__What the task requires__: Every record that follows needs to be written out again, exactly.

+---+

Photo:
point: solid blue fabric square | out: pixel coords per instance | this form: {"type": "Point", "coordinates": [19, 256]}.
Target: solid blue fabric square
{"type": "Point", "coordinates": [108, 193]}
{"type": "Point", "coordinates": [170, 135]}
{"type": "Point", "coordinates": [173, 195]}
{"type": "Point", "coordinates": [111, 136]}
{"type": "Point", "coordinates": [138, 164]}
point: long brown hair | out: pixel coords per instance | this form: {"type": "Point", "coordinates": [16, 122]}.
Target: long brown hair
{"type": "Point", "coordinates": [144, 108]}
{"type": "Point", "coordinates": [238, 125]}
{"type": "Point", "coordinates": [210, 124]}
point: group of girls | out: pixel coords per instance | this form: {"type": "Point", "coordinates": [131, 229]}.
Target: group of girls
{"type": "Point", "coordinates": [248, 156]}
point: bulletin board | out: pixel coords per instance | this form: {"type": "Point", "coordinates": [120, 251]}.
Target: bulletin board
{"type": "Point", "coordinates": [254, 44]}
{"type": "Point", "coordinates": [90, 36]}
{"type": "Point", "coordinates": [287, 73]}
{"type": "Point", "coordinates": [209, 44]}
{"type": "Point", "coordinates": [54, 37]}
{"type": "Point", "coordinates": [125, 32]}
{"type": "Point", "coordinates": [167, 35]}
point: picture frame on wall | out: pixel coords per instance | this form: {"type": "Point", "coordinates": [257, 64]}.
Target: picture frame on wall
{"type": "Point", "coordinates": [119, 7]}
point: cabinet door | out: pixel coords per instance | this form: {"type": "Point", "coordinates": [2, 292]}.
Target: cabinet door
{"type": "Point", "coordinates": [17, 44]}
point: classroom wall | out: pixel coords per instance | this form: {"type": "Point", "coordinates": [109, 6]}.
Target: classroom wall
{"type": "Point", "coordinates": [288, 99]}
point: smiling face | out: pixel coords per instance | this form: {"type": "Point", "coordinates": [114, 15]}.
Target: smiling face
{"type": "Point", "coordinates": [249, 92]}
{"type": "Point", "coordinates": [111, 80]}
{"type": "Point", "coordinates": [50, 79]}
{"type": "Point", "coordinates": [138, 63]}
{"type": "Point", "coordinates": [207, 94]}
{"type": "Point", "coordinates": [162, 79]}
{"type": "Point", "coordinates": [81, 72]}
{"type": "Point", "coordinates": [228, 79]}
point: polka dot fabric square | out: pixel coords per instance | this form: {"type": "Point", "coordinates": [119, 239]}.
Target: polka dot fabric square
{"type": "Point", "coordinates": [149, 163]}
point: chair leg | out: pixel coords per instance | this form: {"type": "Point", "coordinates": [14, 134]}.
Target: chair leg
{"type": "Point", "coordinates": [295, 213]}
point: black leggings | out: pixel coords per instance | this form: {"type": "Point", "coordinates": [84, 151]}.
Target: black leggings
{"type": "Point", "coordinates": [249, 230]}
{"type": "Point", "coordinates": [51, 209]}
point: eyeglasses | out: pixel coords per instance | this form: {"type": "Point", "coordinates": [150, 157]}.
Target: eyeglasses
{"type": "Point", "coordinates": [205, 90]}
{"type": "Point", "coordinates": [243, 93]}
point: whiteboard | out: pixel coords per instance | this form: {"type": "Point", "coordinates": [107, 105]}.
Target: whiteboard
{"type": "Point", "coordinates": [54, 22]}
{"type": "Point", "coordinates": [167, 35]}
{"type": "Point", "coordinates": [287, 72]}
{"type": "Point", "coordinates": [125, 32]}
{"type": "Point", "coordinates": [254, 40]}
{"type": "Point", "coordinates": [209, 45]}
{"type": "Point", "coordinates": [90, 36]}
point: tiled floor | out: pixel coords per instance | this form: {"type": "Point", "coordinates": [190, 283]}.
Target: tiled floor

+---+

__Solution__:
Photo:
point: solid blue fabric square | out: pixel coords per instance | this form: {"type": "Point", "coordinates": [19, 256]}.
Target: solid blue fabric square
{"type": "Point", "coordinates": [108, 193]}
{"type": "Point", "coordinates": [170, 135]}
{"type": "Point", "coordinates": [173, 195]}
{"type": "Point", "coordinates": [111, 136]}
{"type": "Point", "coordinates": [138, 164]}
point: long brown hair | out: pixel coords per instance | this form: {"type": "Point", "coordinates": [16, 122]}.
Target: long brown hair
{"type": "Point", "coordinates": [144, 108]}
{"type": "Point", "coordinates": [238, 125]}
{"type": "Point", "coordinates": [210, 124]}
point: group of girls | out: pixel coords per instance | this form: {"type": "Point", "coordinates": [131, 229]}.
Target: group of girls
{"type": "Point", "coordinates": [248, 156]}
point: bulletin board | out: pixel coords per instance | this form: {"type": "Point", "coordinates": [120, 251]}.
Target: bulletin board
{"type": "Point", "coordinates": [254, 44]}
{"type": "Point", "coordinates": [90, 36]}
{"type": "Point", "coordinates": [287, 73]}
{"type": "Point", "coordinates": [209, 44]}
{"type": "Point", "coordinates": [54, 37]}
{"type": "Point", "coordinates": [125, 32]}
{"type": "Point", "coordinates": [167, 35]}
point: picture frame on wall | out: pixel coords per instance | this form: {"type": "Point", "coordinates": [257, 64]}.
Target: picture frame on wall
{"type": "Point", "coordinates": [119, 7]}
point: cabinet door | out: pixel coords per instance | this form: {"type": "Point", "coordinates": [2, 292]}.
Target: cabinet door
{"type": "Point", "coordinates": [17, 44]}
point: classroom wall | out: pixel coords per instance | this form: {"type": "Point", "coordinates": [109, 6]}.
Target: classroom wall
{"type": "Point", "coordinates": [288, 99]}
point: smiling face | out: pixel coords per instance | this form: {"type": "Point", "coordinates": [114, 15]}.
Target: smiling face
{"type": "Point", "coordinates": [249, 92]}
{"type": "Point", "coordinates": [111, 80]}
{"type": "Point", "coordinates": [50, 79]}
{"type": "Point", "coordinates": [138, 63]}
{"type": "Point", "coordinates": [207, 94]}
{"type": "Point", "coordinates": [162, 79]}
{"type": "Point", "coordinates": [81, 72]}
{"type": "Point", "coordinates": [228, 79]}
point: polka dot fabric square | out: pixel coords per instance | this form: {"type": "Point", "coordinates": [119, 239]}.
Target: polka dot fabric square
{"type": "Point", "coordinates": [149, 163]}
point: chair leg | out: pixel coords per instance | this form: {"type": "Point", "coordinates": [14, 134]}.
Target: chair leg
{"type": "Point", "coordinates": [295, 213]}
point: black leggings | out: pixel coords per instance | this form: {"type": "Point", "coordinates": [84, 151]}.
Target: black leggings
{"type": "Point", "coordinates": [249, 230]}
{"type": "Point", "coordinates": [51, 209]}
point: eyeglasses | out: pixel coords per instance | this form: {"type": "Point", "coordinates": [150, 157]}.
Target: eyeglasses
{"type": "Point", "coordinates": [205, 90]}
{"type": "Point", "coordinates": [243, 93]}
point: whiteboard | out: pixel coords per instance | this form: {"type": "Point", "coordinates": [107, 105]}.
Target: whiteboard
{"type": "Point", "coordinates": [54, 22]}
{"type": "Point", "coordinates": [167, 35]}
{"type": "Point", "coordinates": [287, 72]}
{"type": "Point", "coordinates": [125, 32]}
{"type": "Point", "coordinates": [254, 40]}
{"type": "Point", "coordinates": [209, 45]}
{"type": "Point", "coordinates": [90, 36]}
point: tiled floor | out: pixel coords per instance | this form: {"type": "Point", "coordinates": [190, 283]}.
Target: tiled floor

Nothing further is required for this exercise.